# WRITTEN EXERCISE
Copy out every entry below line by line, scaling each answer coordinate by 0.95 and rounding to the nearest whole number, with halves rounding up. Keep the sample coordinates in the entry wording unchanged, and leave the pictures out.

--- start of PROVIDED RECORDS ---

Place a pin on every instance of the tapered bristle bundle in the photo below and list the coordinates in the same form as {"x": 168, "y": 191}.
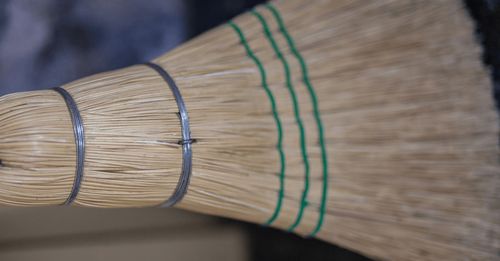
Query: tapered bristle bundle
{"x": 410, "y": 133}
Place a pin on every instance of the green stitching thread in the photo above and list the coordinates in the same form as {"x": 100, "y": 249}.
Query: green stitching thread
{"x": 317, "y": 116}
{"x": 277, "y": 120}
{"x": 296, "y": 109}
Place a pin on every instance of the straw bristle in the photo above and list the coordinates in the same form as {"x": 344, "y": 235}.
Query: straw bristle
{"x": 410, "y": 130}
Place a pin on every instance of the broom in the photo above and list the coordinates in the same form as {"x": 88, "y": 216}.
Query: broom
{"x": 368, "y": 124}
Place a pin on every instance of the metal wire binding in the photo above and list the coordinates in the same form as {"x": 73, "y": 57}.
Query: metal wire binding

--- end of PROVIDED RECORDS ---

# EXERCISE ANSWER
Place a pin on every instance of the tapered bristle bundle in the photo below and list the coordinates in the same form as {"x": 168, "y": 191}.
Query: tapered bristle bundle
{"x": 390, "y": 126}
Place a pin on every instance of the green stitching thread in the photo above and list the coordinates in the same form as {"x": 100, "y": 249}.
Query: green stitching thread
{"x": 301, "y": 110}
{"x": 263, "y": 114}
{"x": 281, "y": 104}
Place a pin on every instance of the straw bristle in the photo above and list the coordinates in the same form as {"x": 344, "y": 235}.
Query: straw bristle
{"x": 390, "y": 124}
Place a pin on every instance of the broom in the photo above and list the coordinates in the same form as {"x": 88, "y": 216}.
Query: broom
{"x": 350, "y": 118}
Place a pin on every instance of the metal wire binding in the photo above and list the coordinates in the same form as {"x": 73, "y": 57}.
Query: metal wire binding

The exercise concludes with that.